- TEXTO PARA LEITURA
^^^^^^^^^^^^^^^^
A Festa da Insignificância
Milan Kundera. Cia. das Letras. 134 págs. R$ 25. Romance.
Há livros que intimidam pelos autores que os escreveram. Milan Kundera acrescenta o pensamento filosófico à sua ficção, e apesar disso, ou talvez por isso, caiu nas graças do público brasileiro e internacional nos anos 1980 com A Insustentável Leveza do Ser.
A Festa da Insignificância, lançado no Brasil em meados do ano passado após um jejum de 14 anos em que o tcheco naturalizado francês nada publicou, pode ser encarado como um livro raso, quase "insignificante" perto daquele. É para se ler de uma sentada são 134 páginas na edição de luxo da Companhia das Letras.
Aí mora o problema, caso leia-se rapidamente com uma recepção realista. Seria como passear por Paris trancado num táxi e sair dele achando que a cidade não é tão encantadora assim. Corre-se o risco de desperdiçar a experiência.
^^^^^^^^^^^^^^^^
- TAREFA 1
Reescreva, por favor, a parte dos registros que vai da linha que contém "the utility pole" até o final dos registros, trocando "instance" por "occurrence" e deixando todo o resto igual.
O texto e os registros não têm relação entre si.
^^^^^^^^^^^^^^^^
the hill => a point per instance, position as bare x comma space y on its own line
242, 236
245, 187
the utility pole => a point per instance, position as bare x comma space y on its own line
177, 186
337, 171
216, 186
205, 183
^^^^^^^^^^^^^^^^
- TAREFA 2
De acordo com o texto sobre A Festa da Insignificância, por quantos anos Kundera ficou sem publicar antes desse lançamento no Brasil?

- RESPOSTA 1
the utility pole => a point per occurrence, position as bare x comma space y on its own line
177, 186
337, 171
216, 186
205, 183

- RESPOSTA 2
Por 14 anos.